**Dataset extract**

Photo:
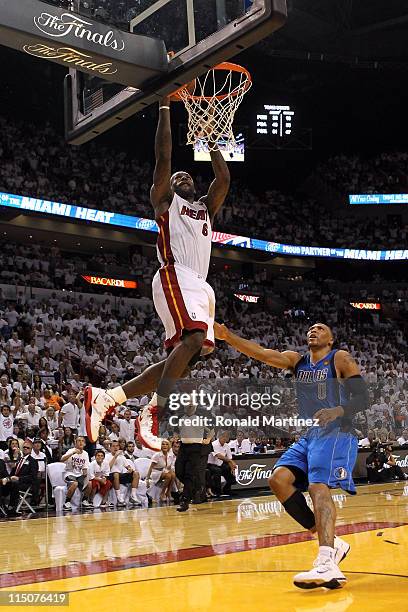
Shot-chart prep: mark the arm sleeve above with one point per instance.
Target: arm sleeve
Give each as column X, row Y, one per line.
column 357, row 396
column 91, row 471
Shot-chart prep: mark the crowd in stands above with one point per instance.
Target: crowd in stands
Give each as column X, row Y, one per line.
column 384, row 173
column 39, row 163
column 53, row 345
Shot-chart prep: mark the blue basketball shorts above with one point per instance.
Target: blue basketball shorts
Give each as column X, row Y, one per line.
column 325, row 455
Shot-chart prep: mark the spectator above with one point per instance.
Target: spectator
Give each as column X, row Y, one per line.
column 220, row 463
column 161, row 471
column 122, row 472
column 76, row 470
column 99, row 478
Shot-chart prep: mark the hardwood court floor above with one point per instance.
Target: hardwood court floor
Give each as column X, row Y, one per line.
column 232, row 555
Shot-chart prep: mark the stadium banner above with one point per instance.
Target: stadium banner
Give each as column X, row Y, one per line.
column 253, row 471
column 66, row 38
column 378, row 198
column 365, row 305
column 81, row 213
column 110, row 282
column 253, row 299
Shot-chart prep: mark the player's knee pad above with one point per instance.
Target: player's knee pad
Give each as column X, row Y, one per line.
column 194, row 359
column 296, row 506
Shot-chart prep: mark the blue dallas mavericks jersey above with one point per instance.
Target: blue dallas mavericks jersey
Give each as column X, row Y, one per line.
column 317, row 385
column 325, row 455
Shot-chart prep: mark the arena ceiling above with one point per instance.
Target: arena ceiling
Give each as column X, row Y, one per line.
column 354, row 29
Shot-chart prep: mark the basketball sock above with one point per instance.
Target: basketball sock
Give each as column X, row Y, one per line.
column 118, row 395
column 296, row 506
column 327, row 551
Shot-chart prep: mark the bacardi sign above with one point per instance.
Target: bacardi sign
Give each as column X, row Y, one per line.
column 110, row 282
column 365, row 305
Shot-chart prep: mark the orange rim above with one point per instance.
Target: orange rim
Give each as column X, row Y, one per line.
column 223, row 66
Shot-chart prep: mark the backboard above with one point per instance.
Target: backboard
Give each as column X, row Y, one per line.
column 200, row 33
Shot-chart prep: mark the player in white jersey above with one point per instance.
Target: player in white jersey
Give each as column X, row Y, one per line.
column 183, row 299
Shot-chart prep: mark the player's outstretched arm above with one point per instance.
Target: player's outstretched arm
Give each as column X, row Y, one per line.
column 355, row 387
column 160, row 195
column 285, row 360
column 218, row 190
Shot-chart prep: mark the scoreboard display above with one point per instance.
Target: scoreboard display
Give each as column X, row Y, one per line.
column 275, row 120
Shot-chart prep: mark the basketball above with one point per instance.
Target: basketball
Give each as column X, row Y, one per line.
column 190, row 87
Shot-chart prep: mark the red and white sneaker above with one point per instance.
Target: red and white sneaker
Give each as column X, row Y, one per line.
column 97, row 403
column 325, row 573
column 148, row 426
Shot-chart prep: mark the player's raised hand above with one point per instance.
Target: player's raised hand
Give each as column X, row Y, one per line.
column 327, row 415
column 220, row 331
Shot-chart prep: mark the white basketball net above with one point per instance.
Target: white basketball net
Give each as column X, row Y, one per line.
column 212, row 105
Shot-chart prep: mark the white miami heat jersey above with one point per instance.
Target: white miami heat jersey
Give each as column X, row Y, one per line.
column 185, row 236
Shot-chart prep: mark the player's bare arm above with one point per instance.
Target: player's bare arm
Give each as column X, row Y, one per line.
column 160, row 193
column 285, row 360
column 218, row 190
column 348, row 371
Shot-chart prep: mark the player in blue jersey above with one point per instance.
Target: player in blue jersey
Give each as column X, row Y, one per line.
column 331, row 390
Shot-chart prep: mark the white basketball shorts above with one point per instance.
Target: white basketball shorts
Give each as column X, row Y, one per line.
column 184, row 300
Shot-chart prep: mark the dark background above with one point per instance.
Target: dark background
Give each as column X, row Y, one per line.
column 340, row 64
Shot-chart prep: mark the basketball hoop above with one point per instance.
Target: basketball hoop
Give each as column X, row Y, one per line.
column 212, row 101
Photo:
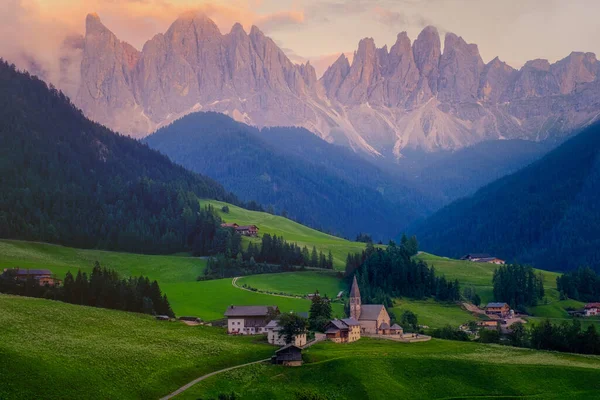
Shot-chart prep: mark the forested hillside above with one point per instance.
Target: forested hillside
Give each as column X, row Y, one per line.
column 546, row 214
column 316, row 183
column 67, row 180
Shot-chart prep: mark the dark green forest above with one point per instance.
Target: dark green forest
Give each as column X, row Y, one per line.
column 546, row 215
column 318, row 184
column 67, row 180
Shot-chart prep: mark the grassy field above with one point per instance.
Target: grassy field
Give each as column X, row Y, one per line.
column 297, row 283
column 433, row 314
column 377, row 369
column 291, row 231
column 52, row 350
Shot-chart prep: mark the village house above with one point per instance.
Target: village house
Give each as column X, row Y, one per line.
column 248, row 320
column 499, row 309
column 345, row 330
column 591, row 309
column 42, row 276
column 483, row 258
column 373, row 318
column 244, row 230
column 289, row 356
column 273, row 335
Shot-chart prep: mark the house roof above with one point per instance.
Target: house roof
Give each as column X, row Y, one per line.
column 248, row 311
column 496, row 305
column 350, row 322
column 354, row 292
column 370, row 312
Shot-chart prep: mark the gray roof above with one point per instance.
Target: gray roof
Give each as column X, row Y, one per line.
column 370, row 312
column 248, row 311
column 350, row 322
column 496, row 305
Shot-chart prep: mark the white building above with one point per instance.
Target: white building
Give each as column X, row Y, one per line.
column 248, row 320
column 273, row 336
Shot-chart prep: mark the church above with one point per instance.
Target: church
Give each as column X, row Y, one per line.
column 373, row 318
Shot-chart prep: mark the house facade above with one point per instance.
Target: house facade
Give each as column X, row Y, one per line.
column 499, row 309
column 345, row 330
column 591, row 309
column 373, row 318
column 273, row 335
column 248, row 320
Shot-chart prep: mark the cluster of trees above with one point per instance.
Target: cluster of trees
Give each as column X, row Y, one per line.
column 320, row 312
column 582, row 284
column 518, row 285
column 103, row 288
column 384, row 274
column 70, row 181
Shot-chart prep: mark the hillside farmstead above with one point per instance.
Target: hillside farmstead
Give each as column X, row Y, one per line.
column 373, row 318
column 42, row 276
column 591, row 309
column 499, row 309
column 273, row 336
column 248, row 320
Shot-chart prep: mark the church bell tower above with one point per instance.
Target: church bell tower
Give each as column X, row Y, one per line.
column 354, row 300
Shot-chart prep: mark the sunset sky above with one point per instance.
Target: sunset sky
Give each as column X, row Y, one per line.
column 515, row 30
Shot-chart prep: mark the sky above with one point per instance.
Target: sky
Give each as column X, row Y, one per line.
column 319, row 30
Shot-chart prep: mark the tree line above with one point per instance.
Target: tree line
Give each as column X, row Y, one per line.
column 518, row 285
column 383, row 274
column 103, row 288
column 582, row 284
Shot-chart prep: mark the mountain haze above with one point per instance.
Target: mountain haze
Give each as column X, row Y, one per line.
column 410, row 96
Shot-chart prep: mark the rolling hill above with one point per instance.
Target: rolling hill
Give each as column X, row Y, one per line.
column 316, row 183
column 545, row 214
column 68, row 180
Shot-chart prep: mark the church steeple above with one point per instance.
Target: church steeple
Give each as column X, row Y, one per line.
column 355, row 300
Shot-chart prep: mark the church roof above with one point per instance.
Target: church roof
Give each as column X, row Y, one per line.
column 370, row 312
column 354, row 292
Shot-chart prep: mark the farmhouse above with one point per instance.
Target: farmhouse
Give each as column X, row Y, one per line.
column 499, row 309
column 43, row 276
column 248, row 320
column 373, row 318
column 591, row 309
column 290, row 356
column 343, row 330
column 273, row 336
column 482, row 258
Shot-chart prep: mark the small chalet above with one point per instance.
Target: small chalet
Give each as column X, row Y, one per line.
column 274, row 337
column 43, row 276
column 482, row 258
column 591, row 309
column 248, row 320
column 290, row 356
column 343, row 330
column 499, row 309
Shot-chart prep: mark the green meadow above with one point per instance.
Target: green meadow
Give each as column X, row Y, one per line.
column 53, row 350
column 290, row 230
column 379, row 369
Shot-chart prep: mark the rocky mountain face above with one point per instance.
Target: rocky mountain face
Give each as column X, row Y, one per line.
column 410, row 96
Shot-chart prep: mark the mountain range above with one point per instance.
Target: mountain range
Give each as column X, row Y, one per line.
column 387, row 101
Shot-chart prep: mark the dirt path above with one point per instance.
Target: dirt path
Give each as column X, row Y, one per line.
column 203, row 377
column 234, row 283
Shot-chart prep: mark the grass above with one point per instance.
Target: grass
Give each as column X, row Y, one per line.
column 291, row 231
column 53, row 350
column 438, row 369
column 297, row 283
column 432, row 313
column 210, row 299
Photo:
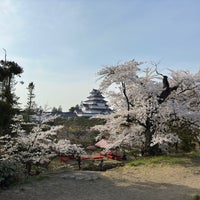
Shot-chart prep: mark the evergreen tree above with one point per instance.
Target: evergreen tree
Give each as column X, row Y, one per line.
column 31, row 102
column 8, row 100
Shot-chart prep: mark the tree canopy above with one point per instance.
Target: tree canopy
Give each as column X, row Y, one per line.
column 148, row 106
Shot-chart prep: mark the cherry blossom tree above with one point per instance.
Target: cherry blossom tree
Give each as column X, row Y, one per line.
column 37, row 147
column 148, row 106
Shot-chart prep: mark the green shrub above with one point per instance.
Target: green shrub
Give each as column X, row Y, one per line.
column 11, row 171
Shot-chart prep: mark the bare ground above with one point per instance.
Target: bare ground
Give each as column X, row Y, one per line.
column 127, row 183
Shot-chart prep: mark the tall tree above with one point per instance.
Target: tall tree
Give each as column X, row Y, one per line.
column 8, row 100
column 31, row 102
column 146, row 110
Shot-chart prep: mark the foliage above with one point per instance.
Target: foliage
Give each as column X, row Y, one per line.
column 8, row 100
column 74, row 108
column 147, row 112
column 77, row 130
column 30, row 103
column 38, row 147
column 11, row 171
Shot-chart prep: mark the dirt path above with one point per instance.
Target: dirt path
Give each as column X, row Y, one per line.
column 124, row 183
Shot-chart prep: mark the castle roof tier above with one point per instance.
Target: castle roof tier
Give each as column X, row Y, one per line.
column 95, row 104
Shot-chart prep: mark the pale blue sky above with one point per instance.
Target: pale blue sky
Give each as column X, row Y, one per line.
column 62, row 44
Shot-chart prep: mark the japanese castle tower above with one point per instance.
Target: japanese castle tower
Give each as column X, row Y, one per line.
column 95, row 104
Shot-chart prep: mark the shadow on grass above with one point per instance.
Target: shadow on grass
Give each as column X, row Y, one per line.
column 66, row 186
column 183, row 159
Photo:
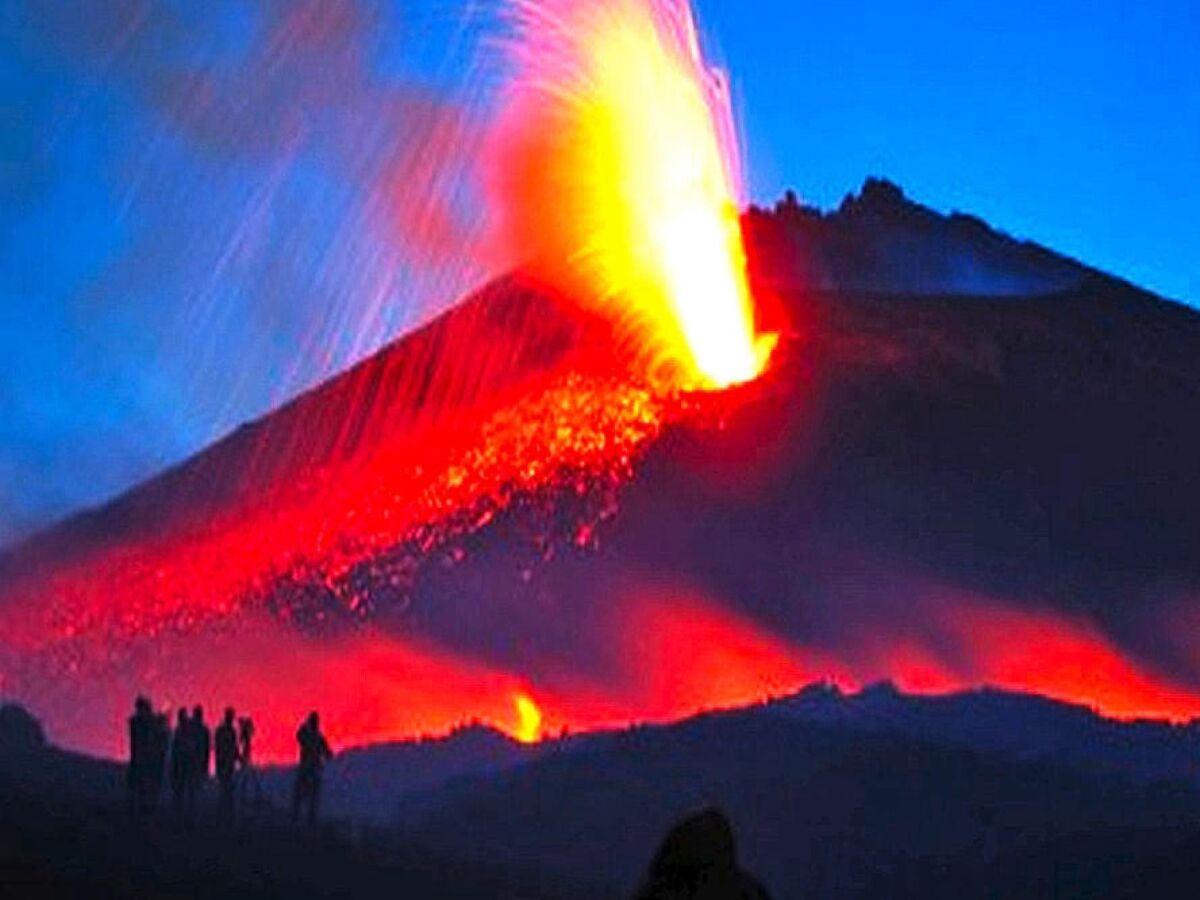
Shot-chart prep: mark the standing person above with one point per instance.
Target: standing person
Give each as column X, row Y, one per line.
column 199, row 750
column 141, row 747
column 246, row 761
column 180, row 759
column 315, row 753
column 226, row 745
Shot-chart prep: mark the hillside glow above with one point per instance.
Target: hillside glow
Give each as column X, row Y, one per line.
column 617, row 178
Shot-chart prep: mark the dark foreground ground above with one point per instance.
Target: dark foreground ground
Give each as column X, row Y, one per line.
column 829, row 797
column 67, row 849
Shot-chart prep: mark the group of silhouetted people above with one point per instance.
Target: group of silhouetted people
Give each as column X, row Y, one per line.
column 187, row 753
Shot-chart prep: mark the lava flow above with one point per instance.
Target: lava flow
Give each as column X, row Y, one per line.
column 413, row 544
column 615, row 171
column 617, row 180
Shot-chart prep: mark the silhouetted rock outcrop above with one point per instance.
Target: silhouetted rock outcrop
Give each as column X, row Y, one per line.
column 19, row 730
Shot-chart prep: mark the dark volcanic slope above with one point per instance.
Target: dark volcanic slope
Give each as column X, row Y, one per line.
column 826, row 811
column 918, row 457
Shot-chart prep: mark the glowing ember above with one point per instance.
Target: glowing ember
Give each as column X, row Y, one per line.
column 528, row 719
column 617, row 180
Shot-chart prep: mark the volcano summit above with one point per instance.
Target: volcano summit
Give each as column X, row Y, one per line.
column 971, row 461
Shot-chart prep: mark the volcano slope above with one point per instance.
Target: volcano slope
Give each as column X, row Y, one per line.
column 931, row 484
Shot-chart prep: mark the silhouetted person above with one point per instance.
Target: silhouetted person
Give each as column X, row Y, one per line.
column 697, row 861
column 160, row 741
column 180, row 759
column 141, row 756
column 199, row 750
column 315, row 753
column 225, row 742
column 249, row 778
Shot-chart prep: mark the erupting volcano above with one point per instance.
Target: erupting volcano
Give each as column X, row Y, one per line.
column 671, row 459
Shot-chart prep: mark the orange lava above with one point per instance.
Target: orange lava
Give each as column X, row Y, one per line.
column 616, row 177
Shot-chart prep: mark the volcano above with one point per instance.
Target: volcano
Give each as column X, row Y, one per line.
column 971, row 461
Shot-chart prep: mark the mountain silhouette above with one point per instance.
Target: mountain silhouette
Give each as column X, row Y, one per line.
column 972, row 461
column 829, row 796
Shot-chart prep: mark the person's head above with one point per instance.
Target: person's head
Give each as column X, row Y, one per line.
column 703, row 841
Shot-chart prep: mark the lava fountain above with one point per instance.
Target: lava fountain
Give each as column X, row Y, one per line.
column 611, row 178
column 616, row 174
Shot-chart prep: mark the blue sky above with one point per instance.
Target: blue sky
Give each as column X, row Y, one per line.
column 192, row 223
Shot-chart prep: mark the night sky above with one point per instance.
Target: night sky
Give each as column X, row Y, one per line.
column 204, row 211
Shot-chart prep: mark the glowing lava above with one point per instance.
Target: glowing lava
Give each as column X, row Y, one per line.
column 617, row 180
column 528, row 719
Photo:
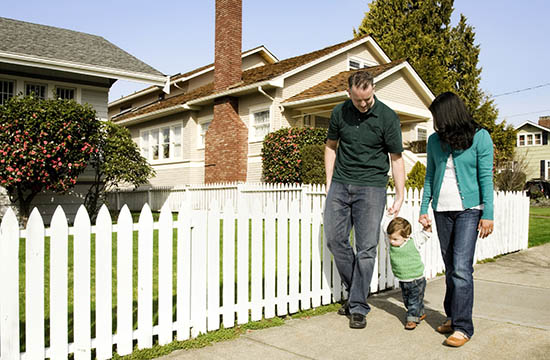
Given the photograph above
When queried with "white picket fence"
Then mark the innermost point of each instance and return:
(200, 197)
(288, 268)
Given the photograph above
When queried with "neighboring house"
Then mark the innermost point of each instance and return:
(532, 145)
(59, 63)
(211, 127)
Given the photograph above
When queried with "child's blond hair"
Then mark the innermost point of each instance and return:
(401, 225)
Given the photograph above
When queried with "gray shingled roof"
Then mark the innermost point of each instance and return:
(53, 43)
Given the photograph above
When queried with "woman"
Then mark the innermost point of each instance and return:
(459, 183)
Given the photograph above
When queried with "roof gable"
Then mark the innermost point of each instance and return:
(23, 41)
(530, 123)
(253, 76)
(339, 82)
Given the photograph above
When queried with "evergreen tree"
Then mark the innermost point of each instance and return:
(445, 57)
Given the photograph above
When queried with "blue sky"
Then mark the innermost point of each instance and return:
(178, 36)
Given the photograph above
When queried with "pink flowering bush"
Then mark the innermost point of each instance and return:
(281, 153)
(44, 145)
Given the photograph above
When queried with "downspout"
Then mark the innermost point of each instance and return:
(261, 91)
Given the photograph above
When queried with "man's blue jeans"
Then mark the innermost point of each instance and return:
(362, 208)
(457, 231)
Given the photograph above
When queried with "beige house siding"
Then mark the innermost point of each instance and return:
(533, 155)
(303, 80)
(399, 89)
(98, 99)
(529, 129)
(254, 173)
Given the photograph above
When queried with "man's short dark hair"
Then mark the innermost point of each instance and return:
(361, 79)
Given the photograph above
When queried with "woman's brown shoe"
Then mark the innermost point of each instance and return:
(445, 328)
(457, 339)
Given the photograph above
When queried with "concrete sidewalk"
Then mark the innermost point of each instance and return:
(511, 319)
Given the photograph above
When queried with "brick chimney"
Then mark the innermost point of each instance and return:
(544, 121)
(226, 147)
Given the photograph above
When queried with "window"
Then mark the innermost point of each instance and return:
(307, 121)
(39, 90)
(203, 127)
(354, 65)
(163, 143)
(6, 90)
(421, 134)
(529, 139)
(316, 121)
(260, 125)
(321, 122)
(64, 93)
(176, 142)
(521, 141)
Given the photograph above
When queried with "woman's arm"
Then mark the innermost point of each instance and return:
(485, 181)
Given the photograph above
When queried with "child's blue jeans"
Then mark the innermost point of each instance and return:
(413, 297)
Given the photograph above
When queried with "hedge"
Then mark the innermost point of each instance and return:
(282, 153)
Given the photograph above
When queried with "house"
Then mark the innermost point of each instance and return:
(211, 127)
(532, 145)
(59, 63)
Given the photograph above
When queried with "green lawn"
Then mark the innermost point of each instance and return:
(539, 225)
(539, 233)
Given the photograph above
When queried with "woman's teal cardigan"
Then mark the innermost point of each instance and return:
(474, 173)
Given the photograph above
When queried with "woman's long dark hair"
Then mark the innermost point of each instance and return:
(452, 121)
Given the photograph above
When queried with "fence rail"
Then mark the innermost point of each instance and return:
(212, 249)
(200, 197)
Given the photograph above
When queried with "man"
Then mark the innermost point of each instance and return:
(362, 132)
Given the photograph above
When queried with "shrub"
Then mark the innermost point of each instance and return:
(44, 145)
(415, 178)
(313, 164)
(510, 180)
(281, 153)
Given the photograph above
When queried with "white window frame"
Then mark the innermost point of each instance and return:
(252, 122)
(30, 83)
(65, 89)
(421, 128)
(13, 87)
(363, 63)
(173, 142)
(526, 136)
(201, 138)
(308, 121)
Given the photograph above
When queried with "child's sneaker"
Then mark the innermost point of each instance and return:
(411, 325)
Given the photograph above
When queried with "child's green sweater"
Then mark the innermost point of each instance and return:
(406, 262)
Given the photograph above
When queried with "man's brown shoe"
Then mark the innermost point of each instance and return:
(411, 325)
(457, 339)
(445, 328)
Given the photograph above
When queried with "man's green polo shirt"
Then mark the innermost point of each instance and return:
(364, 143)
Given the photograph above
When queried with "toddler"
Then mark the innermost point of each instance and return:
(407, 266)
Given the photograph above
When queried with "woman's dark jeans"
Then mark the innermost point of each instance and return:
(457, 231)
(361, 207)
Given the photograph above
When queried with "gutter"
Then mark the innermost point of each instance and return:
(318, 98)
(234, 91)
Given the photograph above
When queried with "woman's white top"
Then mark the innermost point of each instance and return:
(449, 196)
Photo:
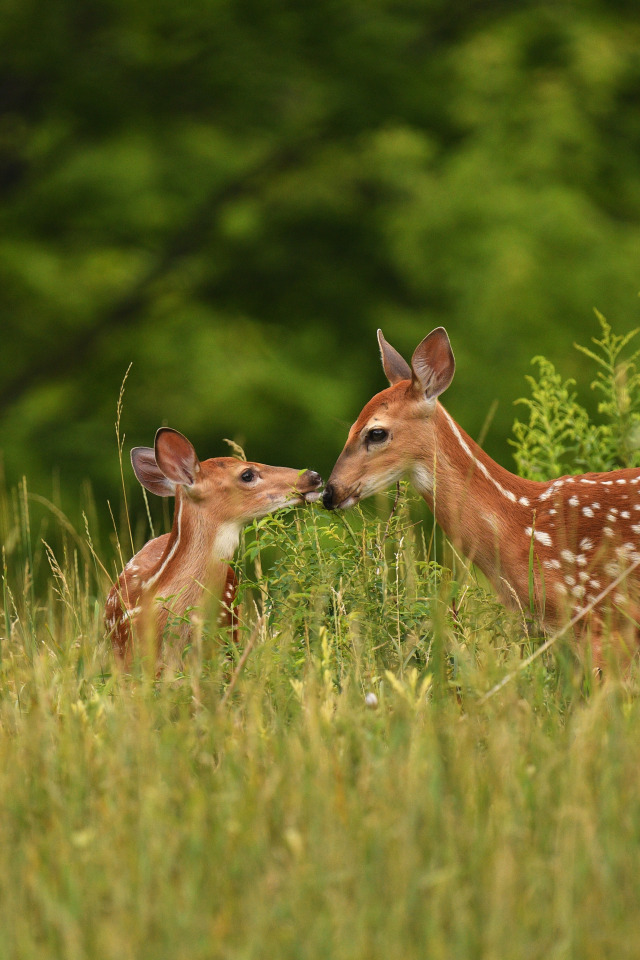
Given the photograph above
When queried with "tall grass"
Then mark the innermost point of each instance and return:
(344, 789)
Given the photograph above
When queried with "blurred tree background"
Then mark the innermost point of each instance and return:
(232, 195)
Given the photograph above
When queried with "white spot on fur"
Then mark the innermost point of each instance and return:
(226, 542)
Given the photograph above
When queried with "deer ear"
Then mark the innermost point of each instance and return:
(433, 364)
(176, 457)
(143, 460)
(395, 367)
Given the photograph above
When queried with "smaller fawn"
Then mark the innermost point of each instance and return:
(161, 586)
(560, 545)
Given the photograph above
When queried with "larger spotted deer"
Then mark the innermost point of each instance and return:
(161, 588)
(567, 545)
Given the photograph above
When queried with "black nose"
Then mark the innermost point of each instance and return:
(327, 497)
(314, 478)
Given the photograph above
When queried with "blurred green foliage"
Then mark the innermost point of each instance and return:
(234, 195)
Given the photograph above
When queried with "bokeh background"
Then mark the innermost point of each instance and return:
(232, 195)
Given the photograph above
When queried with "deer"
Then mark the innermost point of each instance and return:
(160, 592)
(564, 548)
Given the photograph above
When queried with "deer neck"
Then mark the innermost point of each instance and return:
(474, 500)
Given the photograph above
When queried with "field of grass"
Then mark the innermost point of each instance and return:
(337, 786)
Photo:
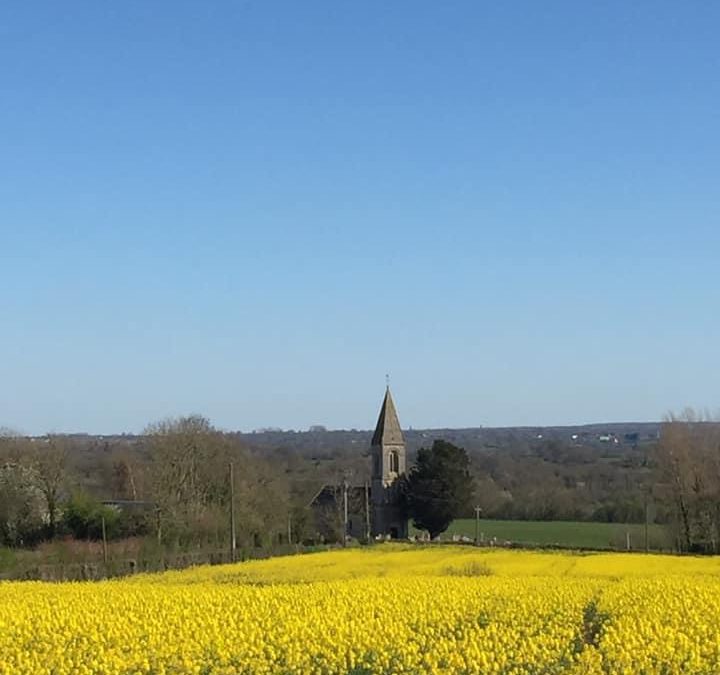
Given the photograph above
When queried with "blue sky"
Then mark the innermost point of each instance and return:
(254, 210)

**Directive**
Retype the listing from the line containing "Shot-chart prep: mark the grass above" through the line containing "column 146, row 110", both lines included, and leave out the pictures.

**Response to this exercise**
Shot-chart prep: mark the grass above with one point per instance.
Target: grass
Give each as column X, row Y, one per line.
column 291, row 231
column 53, row 350
column 438, row 369
column 297, row 283
column 432, row 313
column 210, row 299
Photo:
Shot-chart prep: mark the evergreen tree above with one point per instance.
Target: evergreen tree
Give each as column X, row Y, one per line.
column 31, row 102
column 8, row 100
Shot-chart prep: mark the tree canopy above with one point per instance.
Target: tree canopy
Give each as column X, row Y, one per line.
column 148, row 106
Shot-chart prep: mark the cherry blossom tree above with one point per instance.
Target: cherry blossom tree
Give each as column X, row Y, one per line.
column 37, row 147
column 148, row 106
Shot-chart prep: mark the green shrub above with one point per instance.
Target: green shrub
Give each as column X, row Y, one per line.
column 11, row 171
Shot-chart prep: mark the bare ground above with one point per instance.
Target: bare ground
Give each as column X, row Y, one per line.
column 127, row 183
Shot-chart prep: mark the tall tree above with one point per instance.
Target: tall tree
Give each as column X, row Y, one per line.
column 8, row 100
column 31, row 102
column 146, row 110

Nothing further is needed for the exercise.